:: What to do ::
Please pull out every line in these lines that contains the word "banana", and copy each one.

:: Records to process ::

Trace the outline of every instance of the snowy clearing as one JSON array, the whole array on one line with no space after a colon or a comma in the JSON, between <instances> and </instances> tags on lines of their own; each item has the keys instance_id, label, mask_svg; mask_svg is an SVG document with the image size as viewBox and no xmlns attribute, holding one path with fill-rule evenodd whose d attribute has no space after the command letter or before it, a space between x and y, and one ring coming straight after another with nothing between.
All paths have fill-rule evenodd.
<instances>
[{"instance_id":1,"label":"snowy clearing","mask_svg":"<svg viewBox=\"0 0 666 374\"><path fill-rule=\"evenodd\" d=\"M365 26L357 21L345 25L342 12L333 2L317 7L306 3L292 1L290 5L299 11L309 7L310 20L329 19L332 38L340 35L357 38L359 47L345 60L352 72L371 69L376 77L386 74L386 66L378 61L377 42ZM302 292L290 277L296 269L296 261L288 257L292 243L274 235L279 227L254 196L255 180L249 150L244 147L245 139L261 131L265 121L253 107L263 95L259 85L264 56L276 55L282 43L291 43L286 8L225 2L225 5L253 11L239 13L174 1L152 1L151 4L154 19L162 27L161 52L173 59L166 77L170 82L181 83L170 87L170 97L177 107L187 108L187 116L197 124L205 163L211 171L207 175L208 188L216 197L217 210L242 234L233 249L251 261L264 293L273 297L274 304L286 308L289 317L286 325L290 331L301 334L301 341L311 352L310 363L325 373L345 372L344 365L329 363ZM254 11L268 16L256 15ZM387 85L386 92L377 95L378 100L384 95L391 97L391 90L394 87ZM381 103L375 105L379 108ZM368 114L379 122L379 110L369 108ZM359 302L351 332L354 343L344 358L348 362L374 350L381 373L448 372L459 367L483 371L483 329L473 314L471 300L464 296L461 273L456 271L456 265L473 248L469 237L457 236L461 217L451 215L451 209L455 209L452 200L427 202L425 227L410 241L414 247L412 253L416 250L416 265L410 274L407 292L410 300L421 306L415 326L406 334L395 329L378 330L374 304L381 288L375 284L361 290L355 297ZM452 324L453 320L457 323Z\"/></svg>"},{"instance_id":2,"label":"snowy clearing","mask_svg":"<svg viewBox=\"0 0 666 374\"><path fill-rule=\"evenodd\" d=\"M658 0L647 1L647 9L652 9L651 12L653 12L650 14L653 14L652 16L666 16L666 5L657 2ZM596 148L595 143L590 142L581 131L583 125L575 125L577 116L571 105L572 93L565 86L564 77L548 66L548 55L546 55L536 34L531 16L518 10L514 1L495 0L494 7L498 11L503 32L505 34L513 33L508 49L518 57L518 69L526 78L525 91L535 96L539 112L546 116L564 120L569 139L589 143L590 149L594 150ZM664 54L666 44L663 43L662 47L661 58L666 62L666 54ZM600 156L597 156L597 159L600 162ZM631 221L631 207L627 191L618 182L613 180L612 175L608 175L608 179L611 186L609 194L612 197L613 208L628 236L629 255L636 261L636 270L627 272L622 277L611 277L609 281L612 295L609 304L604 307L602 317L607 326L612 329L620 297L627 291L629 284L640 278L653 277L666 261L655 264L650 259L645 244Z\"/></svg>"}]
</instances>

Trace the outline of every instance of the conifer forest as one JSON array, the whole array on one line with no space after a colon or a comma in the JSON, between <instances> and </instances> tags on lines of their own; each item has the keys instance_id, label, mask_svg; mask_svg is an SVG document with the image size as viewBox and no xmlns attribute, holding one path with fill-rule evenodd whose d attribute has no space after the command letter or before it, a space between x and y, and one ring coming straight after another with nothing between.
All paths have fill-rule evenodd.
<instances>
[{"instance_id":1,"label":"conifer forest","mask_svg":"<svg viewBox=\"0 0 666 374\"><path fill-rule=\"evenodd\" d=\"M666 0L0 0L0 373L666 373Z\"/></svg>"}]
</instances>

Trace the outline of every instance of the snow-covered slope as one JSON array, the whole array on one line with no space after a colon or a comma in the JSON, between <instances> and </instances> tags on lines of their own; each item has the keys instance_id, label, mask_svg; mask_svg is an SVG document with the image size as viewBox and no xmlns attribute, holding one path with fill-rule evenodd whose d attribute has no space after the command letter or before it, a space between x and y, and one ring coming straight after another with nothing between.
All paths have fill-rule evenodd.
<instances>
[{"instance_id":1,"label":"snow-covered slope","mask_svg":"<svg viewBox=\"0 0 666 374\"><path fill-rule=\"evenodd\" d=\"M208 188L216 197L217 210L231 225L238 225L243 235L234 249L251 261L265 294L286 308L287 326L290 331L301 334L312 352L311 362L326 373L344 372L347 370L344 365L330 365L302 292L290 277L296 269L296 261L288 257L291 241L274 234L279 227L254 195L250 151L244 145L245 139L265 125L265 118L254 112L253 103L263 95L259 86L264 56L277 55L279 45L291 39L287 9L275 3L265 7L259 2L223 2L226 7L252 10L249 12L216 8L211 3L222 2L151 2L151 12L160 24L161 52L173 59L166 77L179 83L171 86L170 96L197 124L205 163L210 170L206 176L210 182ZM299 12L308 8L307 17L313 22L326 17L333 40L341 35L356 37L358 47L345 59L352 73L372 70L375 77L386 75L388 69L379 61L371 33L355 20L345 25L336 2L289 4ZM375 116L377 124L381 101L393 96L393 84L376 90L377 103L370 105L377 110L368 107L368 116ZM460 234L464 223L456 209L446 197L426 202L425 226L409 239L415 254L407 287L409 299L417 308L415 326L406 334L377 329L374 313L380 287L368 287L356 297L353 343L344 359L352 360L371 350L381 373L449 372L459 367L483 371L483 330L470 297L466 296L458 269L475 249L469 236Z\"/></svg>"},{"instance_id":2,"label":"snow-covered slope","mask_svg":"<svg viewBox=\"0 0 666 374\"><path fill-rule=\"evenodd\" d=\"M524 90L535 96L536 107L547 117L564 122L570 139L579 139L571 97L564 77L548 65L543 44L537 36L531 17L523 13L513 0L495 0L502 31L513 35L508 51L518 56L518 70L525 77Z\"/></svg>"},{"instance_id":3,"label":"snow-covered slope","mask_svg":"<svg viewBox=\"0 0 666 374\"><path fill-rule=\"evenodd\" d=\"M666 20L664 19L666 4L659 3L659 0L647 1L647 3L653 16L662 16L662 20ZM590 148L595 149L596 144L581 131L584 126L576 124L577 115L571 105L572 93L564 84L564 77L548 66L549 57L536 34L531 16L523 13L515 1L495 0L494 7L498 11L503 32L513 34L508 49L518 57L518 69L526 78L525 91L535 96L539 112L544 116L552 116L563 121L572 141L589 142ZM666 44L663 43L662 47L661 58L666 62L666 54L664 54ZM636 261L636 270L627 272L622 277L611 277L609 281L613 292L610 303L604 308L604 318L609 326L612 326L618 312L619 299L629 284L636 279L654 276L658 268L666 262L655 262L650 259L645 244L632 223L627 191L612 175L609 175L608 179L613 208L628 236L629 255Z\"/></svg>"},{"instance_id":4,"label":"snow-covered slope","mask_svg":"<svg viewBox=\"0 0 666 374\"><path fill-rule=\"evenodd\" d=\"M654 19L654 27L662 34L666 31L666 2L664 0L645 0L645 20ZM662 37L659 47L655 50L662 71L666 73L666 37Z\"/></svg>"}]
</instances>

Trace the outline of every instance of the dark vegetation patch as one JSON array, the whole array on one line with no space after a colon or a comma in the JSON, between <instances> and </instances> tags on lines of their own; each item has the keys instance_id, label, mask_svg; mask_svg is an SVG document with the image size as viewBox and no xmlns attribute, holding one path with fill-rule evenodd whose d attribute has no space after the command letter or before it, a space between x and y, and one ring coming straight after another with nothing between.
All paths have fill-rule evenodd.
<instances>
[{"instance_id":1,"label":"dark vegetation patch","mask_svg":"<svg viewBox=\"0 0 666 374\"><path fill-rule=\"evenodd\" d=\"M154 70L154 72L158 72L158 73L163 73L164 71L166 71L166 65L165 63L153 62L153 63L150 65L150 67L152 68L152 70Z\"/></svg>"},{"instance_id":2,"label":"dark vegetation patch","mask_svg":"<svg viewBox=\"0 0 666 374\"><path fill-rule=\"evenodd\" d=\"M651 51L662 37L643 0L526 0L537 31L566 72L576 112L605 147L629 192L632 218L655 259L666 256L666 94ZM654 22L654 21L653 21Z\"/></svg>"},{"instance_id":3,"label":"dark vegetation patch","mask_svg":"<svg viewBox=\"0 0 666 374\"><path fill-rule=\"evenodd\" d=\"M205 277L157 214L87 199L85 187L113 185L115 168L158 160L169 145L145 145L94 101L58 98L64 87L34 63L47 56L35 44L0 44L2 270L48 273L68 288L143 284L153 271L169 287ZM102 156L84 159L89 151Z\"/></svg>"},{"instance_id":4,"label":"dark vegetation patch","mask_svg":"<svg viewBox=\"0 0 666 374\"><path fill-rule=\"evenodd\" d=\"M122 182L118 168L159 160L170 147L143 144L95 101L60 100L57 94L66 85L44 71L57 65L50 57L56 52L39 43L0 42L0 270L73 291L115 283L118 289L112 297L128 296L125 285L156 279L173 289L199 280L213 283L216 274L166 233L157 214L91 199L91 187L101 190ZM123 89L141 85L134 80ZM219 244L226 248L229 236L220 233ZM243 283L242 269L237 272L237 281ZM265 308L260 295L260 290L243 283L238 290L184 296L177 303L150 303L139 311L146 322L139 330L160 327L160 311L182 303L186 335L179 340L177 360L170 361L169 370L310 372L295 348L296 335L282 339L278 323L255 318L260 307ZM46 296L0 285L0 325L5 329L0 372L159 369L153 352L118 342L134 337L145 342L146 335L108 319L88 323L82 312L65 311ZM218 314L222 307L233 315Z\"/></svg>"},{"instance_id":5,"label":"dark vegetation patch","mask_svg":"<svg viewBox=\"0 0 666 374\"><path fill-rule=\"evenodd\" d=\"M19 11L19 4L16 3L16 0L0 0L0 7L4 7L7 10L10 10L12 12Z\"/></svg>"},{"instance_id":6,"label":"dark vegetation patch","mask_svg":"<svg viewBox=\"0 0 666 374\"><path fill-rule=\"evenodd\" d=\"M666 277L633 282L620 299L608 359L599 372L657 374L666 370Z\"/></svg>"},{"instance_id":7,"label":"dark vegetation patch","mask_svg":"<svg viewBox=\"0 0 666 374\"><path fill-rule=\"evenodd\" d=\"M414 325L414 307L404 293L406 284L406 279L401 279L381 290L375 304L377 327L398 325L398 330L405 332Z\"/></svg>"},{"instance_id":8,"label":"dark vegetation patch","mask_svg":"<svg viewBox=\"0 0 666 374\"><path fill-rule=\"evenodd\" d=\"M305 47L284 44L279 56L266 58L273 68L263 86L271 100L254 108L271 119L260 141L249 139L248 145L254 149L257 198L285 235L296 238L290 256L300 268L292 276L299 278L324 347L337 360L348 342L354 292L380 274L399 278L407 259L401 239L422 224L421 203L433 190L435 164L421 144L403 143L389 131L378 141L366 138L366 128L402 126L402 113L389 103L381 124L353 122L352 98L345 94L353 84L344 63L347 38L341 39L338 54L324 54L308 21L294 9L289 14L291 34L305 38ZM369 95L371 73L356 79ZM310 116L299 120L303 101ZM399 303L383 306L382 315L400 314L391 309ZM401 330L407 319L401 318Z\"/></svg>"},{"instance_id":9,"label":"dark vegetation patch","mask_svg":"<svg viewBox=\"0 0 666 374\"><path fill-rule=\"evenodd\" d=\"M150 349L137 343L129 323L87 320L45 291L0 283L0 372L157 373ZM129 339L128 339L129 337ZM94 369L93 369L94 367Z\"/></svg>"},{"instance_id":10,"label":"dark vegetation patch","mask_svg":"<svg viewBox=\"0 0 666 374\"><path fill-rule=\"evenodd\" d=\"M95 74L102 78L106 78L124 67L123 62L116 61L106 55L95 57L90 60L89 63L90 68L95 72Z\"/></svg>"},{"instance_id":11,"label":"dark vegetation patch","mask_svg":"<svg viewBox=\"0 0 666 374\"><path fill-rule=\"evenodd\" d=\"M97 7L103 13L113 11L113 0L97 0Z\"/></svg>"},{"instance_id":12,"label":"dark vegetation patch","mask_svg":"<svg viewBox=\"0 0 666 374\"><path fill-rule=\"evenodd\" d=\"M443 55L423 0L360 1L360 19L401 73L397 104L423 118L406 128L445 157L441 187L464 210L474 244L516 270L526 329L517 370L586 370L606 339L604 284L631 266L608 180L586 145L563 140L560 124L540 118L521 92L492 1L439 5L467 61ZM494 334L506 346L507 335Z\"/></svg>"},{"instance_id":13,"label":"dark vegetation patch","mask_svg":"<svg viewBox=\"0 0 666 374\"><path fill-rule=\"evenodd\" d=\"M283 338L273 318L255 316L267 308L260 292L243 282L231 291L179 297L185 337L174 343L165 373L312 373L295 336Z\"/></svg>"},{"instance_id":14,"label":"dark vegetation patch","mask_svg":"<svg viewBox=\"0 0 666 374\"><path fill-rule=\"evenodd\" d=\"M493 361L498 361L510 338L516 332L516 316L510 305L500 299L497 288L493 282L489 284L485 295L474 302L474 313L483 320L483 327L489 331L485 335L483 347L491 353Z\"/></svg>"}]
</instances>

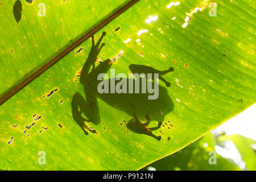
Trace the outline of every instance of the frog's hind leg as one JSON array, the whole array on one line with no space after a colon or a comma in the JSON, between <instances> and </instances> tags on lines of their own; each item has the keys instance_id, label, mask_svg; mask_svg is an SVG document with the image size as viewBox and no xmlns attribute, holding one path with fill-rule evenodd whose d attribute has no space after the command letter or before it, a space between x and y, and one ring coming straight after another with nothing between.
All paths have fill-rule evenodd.
<instances>
[{"instance_id":1,"label":"frog's hind leg","mask_svg":"<svg viewBox=\"0 0 256 182\"><path fill-rule=\"evenodd\" d=\"M71 102L73 118L82 129L85 134L87 135L88 135L88 133L85 129L93 133L95 133L96 131L90 129L84 123L85 122L90 122L89 119L84 118L81 115L82 113L85 114L86 110L88 110L88 108L87 109L85 108L85 106L86 105L86 101L79 93L76 93L73 96ZM80 110L79 110L79 109Z\"/></svg>"}]
</instances>

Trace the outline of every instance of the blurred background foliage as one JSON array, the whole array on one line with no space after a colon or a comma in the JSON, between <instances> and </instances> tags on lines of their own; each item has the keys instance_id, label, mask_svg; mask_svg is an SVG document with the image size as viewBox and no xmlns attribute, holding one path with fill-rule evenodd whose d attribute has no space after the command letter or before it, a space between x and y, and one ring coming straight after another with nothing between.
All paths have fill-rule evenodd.
<instances>
[{"instance_id":1,"label":"blurred background foliage","mask_svg":"<svg viewBox=\"0 0 256 182\"><path fill-rule=\"evenodd\" d=\"M255 170L255 140L225 132L208 133L191 144L142 168L142 171ZM216 153L216 164L209 164Z\"/></svg>"}]
</instances>

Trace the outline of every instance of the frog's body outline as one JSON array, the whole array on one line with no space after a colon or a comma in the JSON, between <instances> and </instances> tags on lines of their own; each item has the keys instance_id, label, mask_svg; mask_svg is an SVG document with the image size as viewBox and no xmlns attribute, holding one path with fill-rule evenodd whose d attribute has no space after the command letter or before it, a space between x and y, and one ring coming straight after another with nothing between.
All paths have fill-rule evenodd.
<instances>
[{"instance_id":1,"label":"frog's body outline","mask_svg":"<svg viewBox=\"0 0 256 182\"><path fill-rule=\"evenodd\" d=\"M105 43L103 43L100 46L100 44L105 35L106 33L103 32L101 38L96 45L94 36L92 37L92 48L88 57L82 69L82 72L80 77L80 83L84 85L86 100L78 92L74 94L72 100L72 109L73 119L81 128L83 129L83 131L86 135L88 135L88 132L87 131L93 133L96 133L96 130L88 126L84 122L92 122L94 125L98 125L101 122L98 102L97 100L97 98L99 98L112 106L126 113L132 117L128 122L126 126L129 130L137 133L146 134L152 136L158 140L160 140L161 136L156 136L153 134L152 131L158 130L160 128L162 122L163 121L164 115L171 112L174 107L173 102L168 96L166 88L159 85L159 91L162 92L163 95L165 96L166 97L166 98L164 98L164 99L162 98L162 102L161 101L158 101L158 100L147 100L147 94L100 94L97 92L97 86L98 83L101 81L101 80L97 80L98 75L100 73L107 73L112 66L113 63L114 62L112 60L107 59L104 61L100 62L100 64L97 67L95 67L95 62L97 60L97 56L105 46ZM129 68L131 67L133 69L134 68L139 68L140 66L143 66L137 65L131 65L131 66L129 67ZM89 73L92 66L92 71ZM146 66L143 67L143 68L144 68L146 67L144 67ZM173 71L173 68L171 68L167 71L163 72L158 71L149 67L147 67L147 68L150 68L149 70L150 71L154 71L155 72L159 73L160 76L166 74L167 72ZM163 80L162 80L162 77L160 79ZM93 81L92 81L92 80L93 80ZM166 81L165 80L164 82L167 86L169 85L168 84L168 82ZM139 100L141 100L140 102L138 102ZM122 101L122 102L121 101ZM158 109L157 106L160 105L160 104L162 104L163 101L168 103L166 105L166 107L163 107L161 105L161 106L163 107L162 110L157 110ZM124 105L123 104L125 102L127 103L127 102L129 102L130 104L129 106ZM151 103L150 104L150 102ZM138 106L137 105L138 103L139 104L139 105ZM155 105L156 107L151 108L151 106L153 106L152 107L154 107ZM146 108L148 109L148 110L145 111L142 107L147 107ZM80 109L80 111L79 107ZM157 110L157 111L155 111L155 110ZM84 113L88 119L82 117L81 115L82 113ZM155 119L155 121L160 121L158 122L157 127L152 128L147 127L147 126L150 122L150 113L151 113L151 117ZM138 115L140 117L146 116L147 120L146 122L144 123L142 123L139 120Z\"/></svg>"}]
</instances>

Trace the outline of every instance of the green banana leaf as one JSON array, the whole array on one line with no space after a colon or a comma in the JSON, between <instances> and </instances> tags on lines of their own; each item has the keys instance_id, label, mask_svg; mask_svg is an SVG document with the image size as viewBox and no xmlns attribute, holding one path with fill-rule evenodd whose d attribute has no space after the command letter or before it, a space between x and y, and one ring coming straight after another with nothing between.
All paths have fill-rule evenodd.
<instances>
[{"instance_id":1,"label":"green banana leaf","mask_svg":"<svg viewBox=\"0 0 256 182\"><path fill-rule=\"evenodd\" d=\"M52 17L84 8L74 1L65 1L72 6L63 11L53 7ZM96 2L91 10L84 7L90 17L105 15L105 10L110 13L112 8L106 10L102 3ZM22 2L28 15L36 14L34 3ZM139 169L241 113L256 98L255 9L255 3L248 1L139 1L0 106L0 169ZM16 23L10 11L1 21ZM79 16L59 24L69 27L71 39L87 30L76 30L84 27L76 20ZM100 16L98 20L104 16ZM1 40L4 34L14 45L18 40L12 35L27 36L27 30L36 39L40 21L33 24L33 18L27 18L16 26L17 32L1 34ZM95 21L90 18L86 24L92 26ZM47 22L47 27L55 26L56 22ZM40 30L49 35L55 31ZM40 67L69 41L69 36L61 37L49 42L39 39L42 44L32 48L35 55L18 49L18 45L13 59L1 47L1 62L9 61L1 67L2 90L24 78L14 67ZM37 60L32 63L31 59ZM99 93L97 76L106 73L110 77L110 69L116 76L126 77L160 74L159 79L147 81L159 83L159 97ZM39 162L42 151L46 164Z\"/></svg>"},{"instance_id":2,"label":"green banana leaf","mask_svg":"<svg viewBox=\"0 0 256 182\"><path fill-rule=\"evenodd\" d=\"M127 2L1 2L0 97Z\"/></svg>"}]
</instances>

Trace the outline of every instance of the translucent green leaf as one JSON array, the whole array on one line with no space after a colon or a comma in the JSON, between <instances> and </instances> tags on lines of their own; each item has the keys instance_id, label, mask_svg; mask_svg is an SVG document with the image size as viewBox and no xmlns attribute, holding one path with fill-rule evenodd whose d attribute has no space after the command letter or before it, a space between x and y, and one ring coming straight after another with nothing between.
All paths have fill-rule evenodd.
<instances>
[{"instance_id":1,"label":"translucent green leaf","mask_svg":"<svg viewBox=\"0 0 256 182\"><path fill-rule=\"evenodd\" d=\"M81 8L68 2L73 6L65 11ZM100 38L105 43L101 50L101 44L92 47L90 39L35 79L1 106L0 168L138 169L255 103L255 2L216 2L214 16L210 10L216 5L209 7L208 1L172 6L141 1L94 35L95 44ZM21 19L19 26L22 21L28 20ZM42 46L47 56L52 43L60 42L50 42ZM19 57L32 56L25 51L16 55L21 62ZM109 65L110 59L115 61ZM100 94L96 78L106 71L110 76L110 68L127 77L134 72L162 74L159 98ZM1 73L4 78L6 73ZM46 165L38 163L42 151Z\"/></svg>"}]
</instances>

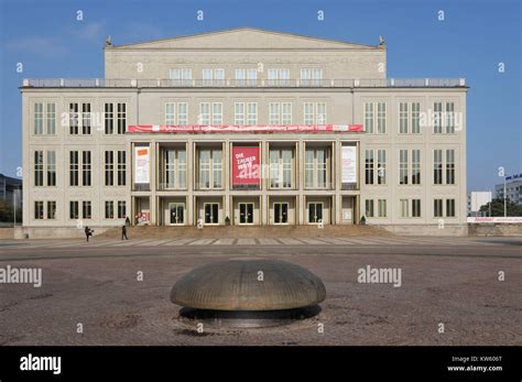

:: Exercise output ::
Trace the outline of every instance of the green banana leaf as one JSON array, the whole array on one line with no space after a colon or a comma in the JSON, between <instances> and </instances> tags on lines of their own; each item has the keys instance_id, label, mask_svg; mask_svg is an SVG document with the image size as viewBox and no xmlns attribute, holding one path with fill-rule evenodd whose d attribute has no space after the command letter or before it, a space between x and y, and one ring coming straight after another with nothing between.
[{"instance_id":1,"label":"green banana leaf","mask_svg":"<svg viewBox=\"0 0 256 182\"><path fill-rule=\"evenodd\" d=\"M52 17L84 8L74 1L65 1L72 6L63 11L53 7ZM96 2L91 10L84 7L90 17L105 15L105 10L110 13L112 8L106 10L102 3ZM22 2L28 15L36 14L34 3ZM139 169L241 113L256 98L255 9L255 3L248 1L139 1L0 106L0 169ZM16 23L10 11L1 21ZM79 16L59 24L69 27L71 39L87 30L76 30L84 27L76 20ZM100 16L98 20L104 16ZM1 40L4 34L14 45L18 40L12 35L27 36L27 30L36 39L40 21L33 24L33 18L27 18L16 26L17 32L1 34ZM95 21L90 18L86 24L92 26ZM47 22L47 27L55 26L56 22ZM40 30L49 35L55 31ZM40 67L69 41L69 36L61 37L49 42L39 39L42 44L32 48L35 55L18 49L18 45L13 59L1 47L1 62L9 61L1 67L2 90L24 78L14 67ZM37 60L32 63L31 59ZM99 93L97 76L106 73L110 77L110 69L116 76L126 77L160 74L159 79L147 81L159 83L159 97ZM39 162L42 151L46 164Z\"/></svg>"},{"instance_id":2,"label":"green banana leaf","mask_svg":"<svg viewBox=\"0 0 256 182\"><path fill-rule=\"evenodd\" d=\"M127 2L1 2L0 97Z\"/></svg>"}]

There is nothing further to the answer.